Бродячий мост Аполлинера

БРОДЯЧИЙ МОСТ АПОЛЛИНЕРА,
Или
Победа Вечности

Юрию Сергеевичу Фатневу

Вместо  эпиграфа

Вприпрыжку мчался к Сожу мальчишка с удочками. Конечно же, это Эжен Делакруа. А на скамейке в парке  развалился Эмиль Золя. Он поворачивал голову, и я расспрашивал его, не обиделся ли Поль Сезанн на его роман «Творчество»?
Импрессионисты окружали меня плотной толпой. Я знал каждого из них. Мы отлично ладили.
…Я не мог выехать за границу, но давно жил во внутренней эмиграции. Не по политическим, а по художественным симпатиям…
Приезжая в Добруш, я всякий раз надеялся застать в нём Камиля Коро.  Дух его витал над этим городком. Добруш, казалось, только минуту назад выскользнул из-под кисти французского живописца и ещё не просох как следует.

Синие сумерки, Небо захмарено. Вроде не умерли – и тары-бары.
- Знаешь, - говорю я Аполлинеру, - за что я люблю твой «Мост Мирабо»? Слышится в нём бархатная музыка, как в голосе Ива Монтана.
Голова Гийома  в марлевой повязке с запекшейся на ней кровью отчетливо вырисвывается на фоне дворца Паскевича. Сож, между тем, превратился в Сену, и мы стоим на мосту Мирабо.
Аполлинер один из самых дорогих мне поэтов. Я  говорил ему, что в Беларуси произошло величайшее событие – родился Анатоль Сыс! И он подходит к нам. В линялой рубахе, вышитой васильками Максима Богдановича. В селянских портах. Босиком. Новые туфли отдал какому-то бродяге. Ах, Европа! Это похоже на Сыса. На его поэзию.

**ЗАДАНИЕ**
Повторите без изменений фрагмент отрывка «Бродячий мост Аполлинера» между словами «Вместо  эпиграфа» и «Мы отлично ладили.» включительно.

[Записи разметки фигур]
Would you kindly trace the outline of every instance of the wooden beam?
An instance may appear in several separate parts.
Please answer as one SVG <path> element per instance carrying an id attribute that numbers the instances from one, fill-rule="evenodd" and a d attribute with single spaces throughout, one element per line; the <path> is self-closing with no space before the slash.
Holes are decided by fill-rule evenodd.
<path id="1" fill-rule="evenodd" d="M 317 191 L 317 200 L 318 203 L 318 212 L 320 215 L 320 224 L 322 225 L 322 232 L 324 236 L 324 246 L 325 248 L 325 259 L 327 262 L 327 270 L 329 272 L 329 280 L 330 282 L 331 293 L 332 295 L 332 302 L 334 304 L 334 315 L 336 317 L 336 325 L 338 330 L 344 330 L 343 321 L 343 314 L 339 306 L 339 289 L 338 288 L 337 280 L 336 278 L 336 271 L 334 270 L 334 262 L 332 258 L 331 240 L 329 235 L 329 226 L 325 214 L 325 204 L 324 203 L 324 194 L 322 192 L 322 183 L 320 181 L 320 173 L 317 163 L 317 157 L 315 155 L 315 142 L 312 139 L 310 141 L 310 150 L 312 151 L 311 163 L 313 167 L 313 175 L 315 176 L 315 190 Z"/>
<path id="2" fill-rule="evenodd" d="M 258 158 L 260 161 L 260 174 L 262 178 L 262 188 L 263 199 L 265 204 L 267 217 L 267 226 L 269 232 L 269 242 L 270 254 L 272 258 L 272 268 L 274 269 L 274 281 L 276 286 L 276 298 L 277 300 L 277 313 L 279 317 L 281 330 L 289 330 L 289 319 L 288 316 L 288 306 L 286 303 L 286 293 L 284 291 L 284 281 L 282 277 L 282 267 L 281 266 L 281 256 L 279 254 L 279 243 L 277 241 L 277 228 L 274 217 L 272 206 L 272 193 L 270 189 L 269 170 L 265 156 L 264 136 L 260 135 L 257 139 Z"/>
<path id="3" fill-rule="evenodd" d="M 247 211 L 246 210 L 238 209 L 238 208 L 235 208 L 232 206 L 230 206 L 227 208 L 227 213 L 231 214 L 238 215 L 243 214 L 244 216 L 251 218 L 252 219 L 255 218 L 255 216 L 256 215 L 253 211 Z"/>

**ОТВЕТ**
Вместо  эпиграфа

Вприпрыжку мчался к Сожу мальчишка с удочками. Конечно же, это Эжен Делакруа. А на скамейке в парке  развалился Эмиль Золя. Он поворачивал голову, и я расспрашивал его, не обиделся ли Поль Сезанн на его роман «Творчество»?
Импрессионисты окружали меня плотной толпой. Я знал каждого из них. Мы отлично ладили.